** BEGIN **
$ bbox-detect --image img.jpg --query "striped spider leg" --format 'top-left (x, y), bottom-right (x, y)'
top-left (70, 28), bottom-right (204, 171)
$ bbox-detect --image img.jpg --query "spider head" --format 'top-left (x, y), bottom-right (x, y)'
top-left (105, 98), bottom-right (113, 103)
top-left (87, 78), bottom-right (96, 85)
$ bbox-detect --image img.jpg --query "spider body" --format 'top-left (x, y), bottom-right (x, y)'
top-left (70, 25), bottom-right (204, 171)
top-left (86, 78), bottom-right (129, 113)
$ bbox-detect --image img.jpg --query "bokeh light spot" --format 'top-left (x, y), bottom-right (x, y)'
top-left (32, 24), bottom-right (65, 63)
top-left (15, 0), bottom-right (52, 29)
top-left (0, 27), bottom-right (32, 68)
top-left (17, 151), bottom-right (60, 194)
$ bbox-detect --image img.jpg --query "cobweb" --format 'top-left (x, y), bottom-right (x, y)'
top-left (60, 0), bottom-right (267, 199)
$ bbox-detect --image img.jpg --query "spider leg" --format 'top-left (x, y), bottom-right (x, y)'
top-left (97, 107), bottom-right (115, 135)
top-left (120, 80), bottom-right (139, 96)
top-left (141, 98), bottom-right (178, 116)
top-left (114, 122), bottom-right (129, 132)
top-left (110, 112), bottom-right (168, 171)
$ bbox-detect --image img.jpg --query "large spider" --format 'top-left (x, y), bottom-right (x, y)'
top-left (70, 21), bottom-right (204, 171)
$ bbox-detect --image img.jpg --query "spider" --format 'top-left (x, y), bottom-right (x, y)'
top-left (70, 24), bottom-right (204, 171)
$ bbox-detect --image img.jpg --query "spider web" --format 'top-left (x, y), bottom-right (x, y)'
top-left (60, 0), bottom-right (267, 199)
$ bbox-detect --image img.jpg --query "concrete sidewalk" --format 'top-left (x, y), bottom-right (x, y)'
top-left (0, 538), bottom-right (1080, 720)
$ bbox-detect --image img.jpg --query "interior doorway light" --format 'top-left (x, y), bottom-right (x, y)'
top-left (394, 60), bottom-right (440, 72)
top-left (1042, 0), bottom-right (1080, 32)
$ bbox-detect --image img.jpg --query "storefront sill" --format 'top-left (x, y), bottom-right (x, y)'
** END **
» **Your objective**: Find each line in the material above that contains the word "light", and copy every such line in full.

» **Exercise output**:
$ bbox-detect --image img.jpg --query "bokeh light spot" --format 'top-left (x, y), bottom-right (x, y)'
$ bbox-detect --image img.jpg --query "interior doorway light" --format 'top-left (x, y), bottom-right (x, y)'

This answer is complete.